*RECORDS TO PROCESS:*
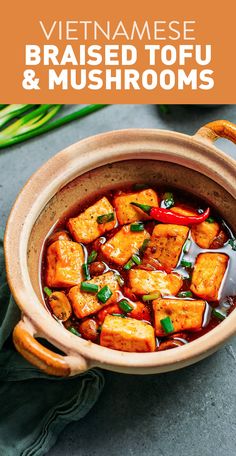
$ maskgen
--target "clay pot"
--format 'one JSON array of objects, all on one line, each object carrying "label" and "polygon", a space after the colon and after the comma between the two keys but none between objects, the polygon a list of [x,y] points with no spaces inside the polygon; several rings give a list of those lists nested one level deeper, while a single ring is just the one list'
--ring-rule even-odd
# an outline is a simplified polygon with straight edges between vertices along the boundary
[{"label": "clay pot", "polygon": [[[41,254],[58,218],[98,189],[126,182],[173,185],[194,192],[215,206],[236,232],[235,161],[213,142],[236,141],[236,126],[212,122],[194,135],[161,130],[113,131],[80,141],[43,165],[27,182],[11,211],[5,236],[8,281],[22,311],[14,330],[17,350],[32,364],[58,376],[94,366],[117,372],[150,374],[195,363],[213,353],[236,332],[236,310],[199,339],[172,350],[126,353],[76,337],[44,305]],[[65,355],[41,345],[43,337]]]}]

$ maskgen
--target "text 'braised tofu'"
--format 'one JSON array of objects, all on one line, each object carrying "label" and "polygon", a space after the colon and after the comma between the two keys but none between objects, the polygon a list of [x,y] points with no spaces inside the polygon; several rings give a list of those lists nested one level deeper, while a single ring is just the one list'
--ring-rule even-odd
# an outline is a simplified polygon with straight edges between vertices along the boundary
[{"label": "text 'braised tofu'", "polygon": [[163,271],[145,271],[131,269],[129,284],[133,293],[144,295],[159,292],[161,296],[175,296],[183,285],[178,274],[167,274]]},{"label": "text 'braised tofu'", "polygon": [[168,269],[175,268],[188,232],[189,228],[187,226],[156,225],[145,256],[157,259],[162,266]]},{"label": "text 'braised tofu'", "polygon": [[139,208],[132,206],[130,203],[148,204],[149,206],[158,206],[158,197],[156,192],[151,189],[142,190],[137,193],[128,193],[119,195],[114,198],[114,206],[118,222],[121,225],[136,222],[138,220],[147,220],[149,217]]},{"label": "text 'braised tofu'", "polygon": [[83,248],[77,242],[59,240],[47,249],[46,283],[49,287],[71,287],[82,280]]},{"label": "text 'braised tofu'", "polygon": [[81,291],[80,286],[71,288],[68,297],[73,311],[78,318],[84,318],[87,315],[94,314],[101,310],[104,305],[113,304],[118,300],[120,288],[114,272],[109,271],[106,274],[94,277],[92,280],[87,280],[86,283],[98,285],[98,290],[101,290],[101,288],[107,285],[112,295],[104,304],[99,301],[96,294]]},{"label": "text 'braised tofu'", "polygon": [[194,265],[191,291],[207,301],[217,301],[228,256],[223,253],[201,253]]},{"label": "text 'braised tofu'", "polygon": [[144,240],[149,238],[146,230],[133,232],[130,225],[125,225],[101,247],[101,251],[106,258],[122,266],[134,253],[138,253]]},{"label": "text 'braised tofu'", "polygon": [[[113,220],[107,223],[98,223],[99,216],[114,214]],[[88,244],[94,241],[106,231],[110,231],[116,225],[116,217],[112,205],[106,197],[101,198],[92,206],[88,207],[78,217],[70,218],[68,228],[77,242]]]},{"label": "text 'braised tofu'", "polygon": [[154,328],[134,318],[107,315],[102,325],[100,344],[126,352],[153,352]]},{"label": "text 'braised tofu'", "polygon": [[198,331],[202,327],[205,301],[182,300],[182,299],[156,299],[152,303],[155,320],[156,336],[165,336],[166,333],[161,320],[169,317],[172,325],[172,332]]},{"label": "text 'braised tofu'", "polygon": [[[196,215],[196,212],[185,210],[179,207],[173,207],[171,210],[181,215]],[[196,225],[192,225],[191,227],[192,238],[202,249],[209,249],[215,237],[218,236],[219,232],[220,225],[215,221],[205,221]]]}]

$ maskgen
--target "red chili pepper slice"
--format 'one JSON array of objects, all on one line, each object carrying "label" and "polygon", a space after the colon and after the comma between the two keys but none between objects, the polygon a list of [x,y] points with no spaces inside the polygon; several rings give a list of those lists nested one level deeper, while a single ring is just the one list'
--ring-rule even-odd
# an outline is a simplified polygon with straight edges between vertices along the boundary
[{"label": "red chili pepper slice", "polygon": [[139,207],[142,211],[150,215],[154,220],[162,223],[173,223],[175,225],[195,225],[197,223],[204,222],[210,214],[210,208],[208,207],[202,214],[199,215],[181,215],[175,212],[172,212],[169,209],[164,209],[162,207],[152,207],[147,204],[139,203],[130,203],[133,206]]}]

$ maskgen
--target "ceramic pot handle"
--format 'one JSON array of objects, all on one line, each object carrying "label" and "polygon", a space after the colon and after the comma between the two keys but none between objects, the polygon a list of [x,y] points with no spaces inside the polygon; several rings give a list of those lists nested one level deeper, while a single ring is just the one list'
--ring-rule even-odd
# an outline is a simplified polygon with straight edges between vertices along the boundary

*WORK TO COMPLETE:* Repeat the material above word for word, please, apart from its images.

*EXPECTED OUTPUT:*
$ maskgen
--target "clay pot"
--format 'one JSON array of objects, all on one line, each object carrying "label" and "polygon", a space after the colon and after the comma between the two keys but none between objects, the polygon a list of [x,y] points with no spaces inside the polygon; several rings give a list of those lists nested one level deeper, while a single ring is just the one list'
--ring-rule even-odd
# an outline is a simplified polygon with straight edges between vertices along the boundary
[{"label": "clay pot", "polygon": [[[41,254],[58,218],[98,189],[126,182],[173,185],[194,192],[215,206],[236,232],[235,161],[213,142],[236,141],[236,126],[212,122],[194,135],[161,130],[113,131],[80,141],[43,165],[27,182],[11,211],[5,236],[8,281],[22,311],[14,330],[17,350],[32,364],[58,376],[94,366],[117,372],[150,374],[195,363],[213,353],[236,332],[236,310],[199,339],[172,350],[126,353],[76,337],[44,305]],[[65,355],[41,345],[43,337]]]}]

$ maskgen
--target "text 'braised tofu'"
--format 'one JSON array of objects, all on one line, each object carrying "label" and "polygon", a space after the colon and after the comma between the two keys but none between objects, the polygon a list of [x,y] points with no spaces inside the polygon; several rings give a list of those lists nested one level deeper, while a single ring is just the one list'
--ring-rule even-odd
# an outline is a simplified polygon with straight edges between vertices along the boundary
[{"label": "text 'braised tofu'", "polygon": [[163,271],[145,271],[131,269],[129,284],[133,293],[144,295],[159,292],[161,296],[175,296],[183,285],[178,274],[167,274]]},{"label": "text 'braised tofu'", "polygon": [[168,269],[175,268],[188,232],[189,228],[187,226],[156,225],[145,256],[157,259],[162,266]]},{"label": "text 'braised tofu'", "polygon": [[139,208],[132,206],[130,203],[148,204],[149,206],[158,206],[158,197],[156,192],[151,189],[142,190],[137,193],[128,193],[119,195],[114,198],[114,206],[118,222],[121,225],[136,222],[138,220],[147,220],[149,217]]},{"label": "text 'braised tofu'", "polygon": [[83,248],[77,242],[59,240],[47,249],[46,283],[49,287],[71,287],[82,280]]},{"label": "text 'braised tofu'", "polygon": [[81,291],[80,286],[71,288],[68,297],[73,311],[78,318],[84,318],[87,315],[94,314],[101,310],[104,305],[113,304],[118,300],[120,288],[114,272],[109,271],[106,274],[94,277],[92,280],[87,280],[86,283],[98,285],[98,290],[101,290],[101,288],[107,285],[112,295],[104,304],[99,301],[96,294]]},{"label": "text 'braised tofu'", "polygon": [[194,265],[191,291],[207,301],[217,301],[228,256],[223,253],[201,253]]},{"label": "text 'braised tofu'", "polygon": [[144,240],[149,238],[146,230],[133,232],[130,225],[125,225],[101,247],[101,251],[106,258],[122,266],[134,253],[138,253]]},{"label": "text 'braised tofu'", "polygon": [[[113,220],[107,223],[98,223],[99,216],[114,214]],[[88,244],[94,241],[106,231],[110,231],[116,225],[116,217],[112,205],[106,197],[101,198],[92,206],[88,207],[78,217],[70,218],[68,228],[77,242]]]},{"label": "text 'braised tofu'", "polygon": [[154,328],[134,318],[107,315],[102,325],[100,344],[126,352],[153,352]]},{"label": "text 'braised tofu'", "polygon": [[198,331],[202,327],[205,301],[182,300],[182,299],[156,299],[152,303],[155,320],[156,336],[165,336],[166,333],[161,320],[169,317],[172,325],[172,332]]},{"label": "text 'braised tofu'", "polygon": [[[196,215],[196,212],[185,210],[179,207],[173,207],[171,210],[181,215]],[[196,225],[192,225],[191,227],[192,238],[202,249],[209,249],[215,237],[218,236],[219,232],[220,225],[215,221],[205,221]]]}]

$ maskgen
--target "red chili pepper slice"
--format 'one JSON array of objects, all on one line, each object carrying "label" and "polygon", a space after the colon and after the comma between the two keys but none between objects, the polygon a list of [x,y] points with no spaces inside the polygon; several rings give a list of those lists nested one level deeper, while a single ring is just the one list'
--ring-rule even-odd
# an outline is a simplified polygon with straight edges between vertices along the boundary
[{"label": "red chili pepper slice", "polygon": [[139,207],[142,211],[150,215],[154,220],[162,223],[173,223],[175,225],[195,225],[197,223],[204,222],[210,214],[210,208],[208,207],[202,214],[199,215],[181,215],[175,212],[172,212],[169,209],[164,209],[162,207],[152,207],[147,204],[139,203],[130,203],[133,206]]}]

$ maskgen
--target "ceramic pot handle"
--format 'one JSON array of objects, all on one line, each object carrying "label" and "polygon", a space after the colon and after the comma between the two keys but none between objects, the polygon a list of [x,y] points with no spaces inside the polygon; several rings give a list of those lists nested one level deeper, while a single ring is just the one list'
--ring-rule even-odd
# an outline is a simplified polygon with straight edges between vertices along the boundary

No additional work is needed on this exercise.